# Instrução a
Extraia da listagem todas as linhas que contêm a palavra "dentist", diferenciando maiúsculas de minúsculas.

# Trecho do texto
·····

"Mvsa mihi cavsas memora"

quarta-feira, 29 de junho de 2011

Castro Alves e Catulo
 

Castro Alves

Sonho da boêmia

DAMA NEGRA


I


VAMOS, meu anjo, fugindo,
A todos sempre sorrindo,
Bem longe nos ocultar...
Como boêmios errantes,
Alegres e delirantes
Por toda a parte a vagar.

 

II


Há tanto canto na terra
Que uma vida inteira encerra!...
E que vida!... Um céu de amor!
Seremos dois passarinhos,
Faremos os nossos ninhos
Lá onde ninguém mais for.



III


Uma casinha bonita,
Lá na mata que se agita
Do vento ao mole soprar,
Com as folhas secas da selva
Com o lençol verde da relva
Oh! quanto havemos de amar!...



IV


De manhã, inda bem cedo,
Hás de acordar, anjo ledo,
Junto do meu coração...
Ao canto alegre das aves
As nossas canções suaves,
Quais preces se ajuntarão.



V


Passearemos à sesta...
Sonharemos na floresta,
Sempre felizes, meu Deus!...
Nalma lânguida esteira,
Quanta cantiga faceira
Ouvirei dos lábios teus!...



VI


E à noite, no mesmo leito
Reclinada no meu peito,
Hei de ouvir os cantos teus.
A cada estrofe bonita
No teu seio, que palpita,
Terás cem beijos, por Deus!



VII


Farei poesias ou versos
Aos teus olhinhos perversas
Aos teus "anhos, meu bem!
Tu cantarás, é Manola,
Aquela moda espanhola
Que tantos requebros tem!



VIII


Depois, que lindas viagens!...
Veremos novas paisagens,
No sul, no norte, onde for...
Voando sempre, querida,
Co'a primavera da vida,
Co'a primavera do amor.



IX

Vamos, meu anjo, fugindo,
A todos sempre sorrindo
Bem longe nos ocultar.
Como boêmios errantes
Que repetem delirantes:
"P'ra ser feliz basta amar"!
 

 
Caio Valério Catulo
 
Vivamos, minha Lésbia, amemo-nos,
e a todas as censuras de velhos
demasiadamente austeros
demos o valor de um único asse.
Os sóis podem se pôr e retornar;
quando porém numa única vez a breve luz
de nossas vidas desaparece no acaso,
somos obrigados a dormir uma noite sem fim.
Dá-me mil beijos, depois cem,
a seguir outros mil e mais cem
e depois ininterruptamente outros
mil e mais cem.
A seguir, depois que tivermos trocado
estes muitos milhares de beijos,
alteraremos a soma deles para que
não saibamos quantos foram ou
para que nenhum invejoso possa nos
lançar um mau-olhado quando souber
exatamente o número destes beijos.
                                                                              L.M.
 
Podemos observar tanto na poesia de Catulo, quanto na de Castro Alves, o desejo de viver intensamente ao lado da amada, como se isso fosse a única coisa que importasse na vida:

“Vivamos, minha Lésbia, amemo-nos,” Catulo.
"P'ra ser feliz basta amar"! Castro Alves.

·····

# Instrução b
De acordo com o comentário final do texto sobre Castro Alves e Catulo, que desejo se observa na poesia dos dois autores?

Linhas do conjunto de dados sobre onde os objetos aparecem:
·····

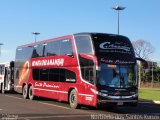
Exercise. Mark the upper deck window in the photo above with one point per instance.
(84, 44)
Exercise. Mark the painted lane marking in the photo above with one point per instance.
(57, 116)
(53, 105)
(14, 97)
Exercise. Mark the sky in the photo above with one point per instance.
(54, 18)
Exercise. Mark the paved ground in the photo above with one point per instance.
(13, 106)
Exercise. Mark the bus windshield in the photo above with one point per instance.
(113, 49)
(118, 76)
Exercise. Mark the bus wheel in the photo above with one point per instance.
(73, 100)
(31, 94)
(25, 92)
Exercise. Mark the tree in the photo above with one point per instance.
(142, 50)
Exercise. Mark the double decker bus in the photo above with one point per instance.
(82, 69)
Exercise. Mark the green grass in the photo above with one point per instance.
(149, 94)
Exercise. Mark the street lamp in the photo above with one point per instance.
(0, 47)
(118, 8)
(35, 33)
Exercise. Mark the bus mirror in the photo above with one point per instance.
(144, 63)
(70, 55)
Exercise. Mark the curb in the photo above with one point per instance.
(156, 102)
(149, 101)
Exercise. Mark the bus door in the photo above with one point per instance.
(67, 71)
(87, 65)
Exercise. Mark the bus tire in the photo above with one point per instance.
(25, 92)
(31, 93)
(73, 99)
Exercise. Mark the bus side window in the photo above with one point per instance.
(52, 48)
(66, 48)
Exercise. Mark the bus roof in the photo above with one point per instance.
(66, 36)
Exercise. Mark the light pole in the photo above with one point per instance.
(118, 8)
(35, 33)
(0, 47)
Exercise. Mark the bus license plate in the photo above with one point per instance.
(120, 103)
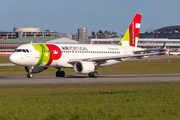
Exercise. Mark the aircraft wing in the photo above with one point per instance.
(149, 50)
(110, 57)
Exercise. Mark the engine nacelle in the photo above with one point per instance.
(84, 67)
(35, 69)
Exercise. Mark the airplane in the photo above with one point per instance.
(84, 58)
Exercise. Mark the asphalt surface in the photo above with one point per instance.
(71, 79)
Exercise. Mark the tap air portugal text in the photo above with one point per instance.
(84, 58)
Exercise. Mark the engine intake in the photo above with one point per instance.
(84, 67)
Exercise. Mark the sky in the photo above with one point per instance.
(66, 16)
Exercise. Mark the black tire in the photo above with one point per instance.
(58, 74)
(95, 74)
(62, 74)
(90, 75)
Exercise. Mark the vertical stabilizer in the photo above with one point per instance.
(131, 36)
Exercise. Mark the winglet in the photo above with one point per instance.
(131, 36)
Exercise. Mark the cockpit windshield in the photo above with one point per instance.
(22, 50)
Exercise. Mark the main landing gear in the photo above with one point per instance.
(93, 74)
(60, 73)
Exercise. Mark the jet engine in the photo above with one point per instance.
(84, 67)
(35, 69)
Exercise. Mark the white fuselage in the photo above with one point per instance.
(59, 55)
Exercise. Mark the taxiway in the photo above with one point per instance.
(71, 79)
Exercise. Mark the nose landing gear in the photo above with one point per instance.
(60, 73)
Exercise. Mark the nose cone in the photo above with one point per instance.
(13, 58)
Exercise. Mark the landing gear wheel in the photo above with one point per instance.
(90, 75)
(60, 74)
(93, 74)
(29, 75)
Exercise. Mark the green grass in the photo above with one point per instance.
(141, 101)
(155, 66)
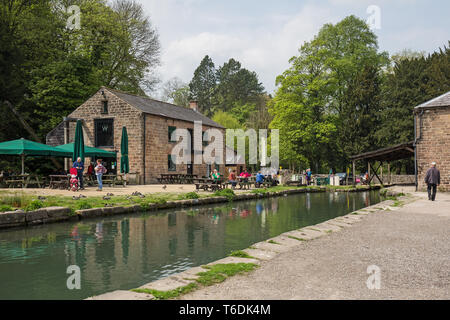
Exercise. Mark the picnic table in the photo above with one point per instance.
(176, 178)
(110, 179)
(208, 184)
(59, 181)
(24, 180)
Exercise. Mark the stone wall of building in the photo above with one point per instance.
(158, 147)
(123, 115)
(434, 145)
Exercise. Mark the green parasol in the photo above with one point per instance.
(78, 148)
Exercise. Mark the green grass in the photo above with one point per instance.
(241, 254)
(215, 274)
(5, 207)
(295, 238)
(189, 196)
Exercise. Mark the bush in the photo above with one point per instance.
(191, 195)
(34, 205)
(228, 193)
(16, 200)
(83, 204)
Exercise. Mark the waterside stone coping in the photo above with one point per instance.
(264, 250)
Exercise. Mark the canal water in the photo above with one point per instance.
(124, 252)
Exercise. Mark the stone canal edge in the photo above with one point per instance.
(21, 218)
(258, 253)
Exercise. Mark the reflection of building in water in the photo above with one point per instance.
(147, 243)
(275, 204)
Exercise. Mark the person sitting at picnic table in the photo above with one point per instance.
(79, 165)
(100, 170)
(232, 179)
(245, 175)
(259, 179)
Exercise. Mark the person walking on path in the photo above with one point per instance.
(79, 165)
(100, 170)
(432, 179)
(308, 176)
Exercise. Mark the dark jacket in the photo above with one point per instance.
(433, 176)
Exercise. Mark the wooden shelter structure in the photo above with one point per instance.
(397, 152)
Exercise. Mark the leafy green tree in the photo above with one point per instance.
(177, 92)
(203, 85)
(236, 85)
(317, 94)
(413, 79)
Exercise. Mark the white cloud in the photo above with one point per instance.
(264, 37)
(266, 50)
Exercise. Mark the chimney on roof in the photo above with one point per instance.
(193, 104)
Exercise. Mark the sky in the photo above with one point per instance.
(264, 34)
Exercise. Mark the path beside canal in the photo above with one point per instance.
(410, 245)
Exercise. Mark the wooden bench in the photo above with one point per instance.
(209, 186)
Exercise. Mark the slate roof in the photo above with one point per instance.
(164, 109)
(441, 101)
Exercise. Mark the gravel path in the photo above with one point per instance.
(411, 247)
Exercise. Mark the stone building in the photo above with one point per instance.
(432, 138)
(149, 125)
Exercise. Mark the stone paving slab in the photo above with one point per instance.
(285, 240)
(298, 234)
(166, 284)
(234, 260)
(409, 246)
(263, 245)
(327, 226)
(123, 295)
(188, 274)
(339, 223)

·····

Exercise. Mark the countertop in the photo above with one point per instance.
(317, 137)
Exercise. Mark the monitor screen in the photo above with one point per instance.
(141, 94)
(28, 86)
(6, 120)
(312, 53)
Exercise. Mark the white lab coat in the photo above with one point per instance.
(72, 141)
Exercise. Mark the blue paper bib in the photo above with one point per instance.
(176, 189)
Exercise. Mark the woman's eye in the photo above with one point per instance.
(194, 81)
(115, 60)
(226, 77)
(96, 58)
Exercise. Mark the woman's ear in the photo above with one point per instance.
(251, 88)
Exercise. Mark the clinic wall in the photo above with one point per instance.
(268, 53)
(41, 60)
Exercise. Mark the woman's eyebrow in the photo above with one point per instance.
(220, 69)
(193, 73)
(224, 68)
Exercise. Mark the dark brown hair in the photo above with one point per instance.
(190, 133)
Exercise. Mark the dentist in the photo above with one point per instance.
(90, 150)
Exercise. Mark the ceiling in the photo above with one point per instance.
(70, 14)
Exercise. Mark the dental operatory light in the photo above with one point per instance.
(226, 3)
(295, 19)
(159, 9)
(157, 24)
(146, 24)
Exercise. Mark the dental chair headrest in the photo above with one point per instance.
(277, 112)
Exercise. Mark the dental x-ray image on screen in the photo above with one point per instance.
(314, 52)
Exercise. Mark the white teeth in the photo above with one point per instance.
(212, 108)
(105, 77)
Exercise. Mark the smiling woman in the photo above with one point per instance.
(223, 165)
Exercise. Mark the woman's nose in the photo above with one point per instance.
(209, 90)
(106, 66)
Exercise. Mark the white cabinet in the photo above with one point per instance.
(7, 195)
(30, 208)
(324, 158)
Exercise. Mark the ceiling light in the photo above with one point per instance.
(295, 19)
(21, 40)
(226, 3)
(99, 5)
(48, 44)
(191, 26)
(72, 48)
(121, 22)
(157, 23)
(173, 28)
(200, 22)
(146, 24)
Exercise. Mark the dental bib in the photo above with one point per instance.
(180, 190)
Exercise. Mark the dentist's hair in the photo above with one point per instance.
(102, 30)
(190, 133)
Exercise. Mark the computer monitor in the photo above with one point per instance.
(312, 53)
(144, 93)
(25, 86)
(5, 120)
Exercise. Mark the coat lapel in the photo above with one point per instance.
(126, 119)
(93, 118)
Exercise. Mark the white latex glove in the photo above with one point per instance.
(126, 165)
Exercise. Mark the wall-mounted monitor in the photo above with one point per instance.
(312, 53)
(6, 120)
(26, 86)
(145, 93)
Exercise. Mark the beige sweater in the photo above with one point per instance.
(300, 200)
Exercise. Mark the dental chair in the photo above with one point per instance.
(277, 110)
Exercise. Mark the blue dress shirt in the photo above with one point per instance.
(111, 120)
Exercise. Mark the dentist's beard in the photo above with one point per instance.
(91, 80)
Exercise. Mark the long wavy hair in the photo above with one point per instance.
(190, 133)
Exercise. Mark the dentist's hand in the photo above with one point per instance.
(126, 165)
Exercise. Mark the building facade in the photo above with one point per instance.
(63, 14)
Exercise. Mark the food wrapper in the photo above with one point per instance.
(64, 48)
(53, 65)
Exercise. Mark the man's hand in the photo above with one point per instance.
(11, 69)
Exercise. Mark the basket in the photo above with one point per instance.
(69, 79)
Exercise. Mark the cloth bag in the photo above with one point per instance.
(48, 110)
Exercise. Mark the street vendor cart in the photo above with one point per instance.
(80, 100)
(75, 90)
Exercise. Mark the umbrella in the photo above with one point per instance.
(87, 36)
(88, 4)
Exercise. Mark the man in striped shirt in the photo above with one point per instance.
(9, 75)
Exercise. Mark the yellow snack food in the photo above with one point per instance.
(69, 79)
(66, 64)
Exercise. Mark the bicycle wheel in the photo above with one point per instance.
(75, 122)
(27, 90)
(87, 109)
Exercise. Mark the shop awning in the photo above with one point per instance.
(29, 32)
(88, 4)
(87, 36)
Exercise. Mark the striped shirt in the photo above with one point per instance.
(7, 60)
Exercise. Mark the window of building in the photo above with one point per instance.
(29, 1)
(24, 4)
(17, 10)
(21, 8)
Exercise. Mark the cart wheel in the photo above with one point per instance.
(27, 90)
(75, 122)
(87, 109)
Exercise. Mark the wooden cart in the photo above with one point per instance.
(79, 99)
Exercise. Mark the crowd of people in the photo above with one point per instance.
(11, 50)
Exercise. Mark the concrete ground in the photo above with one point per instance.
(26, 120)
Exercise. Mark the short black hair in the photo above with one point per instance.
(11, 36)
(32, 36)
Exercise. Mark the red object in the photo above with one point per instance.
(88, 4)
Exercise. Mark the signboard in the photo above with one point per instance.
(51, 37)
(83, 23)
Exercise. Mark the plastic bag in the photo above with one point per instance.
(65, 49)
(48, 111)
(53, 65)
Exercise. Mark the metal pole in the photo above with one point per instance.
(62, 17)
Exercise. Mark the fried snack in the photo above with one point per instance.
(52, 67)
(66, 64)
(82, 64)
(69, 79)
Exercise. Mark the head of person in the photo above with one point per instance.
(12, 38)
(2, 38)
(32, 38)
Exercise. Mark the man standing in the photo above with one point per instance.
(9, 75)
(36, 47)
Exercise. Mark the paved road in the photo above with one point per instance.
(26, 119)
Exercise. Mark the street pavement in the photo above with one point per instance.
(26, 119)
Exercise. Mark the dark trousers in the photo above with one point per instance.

·····

# Resposta esperada a
Exercise. Mark the dentist in the photo above with one point per instance.
Exercise. Mark the dentist's hair in the photo above with one point per instance.
Exercise. Mark the dentist's beard in the photo above with one point per instance.
Exercise. Mark the dentist's hand in the photo above with one point per instance.

# Resposta esperada b
O desejo de viver intensamente ao lado da amada, como se isso fosse a única coisa que importasse na vida.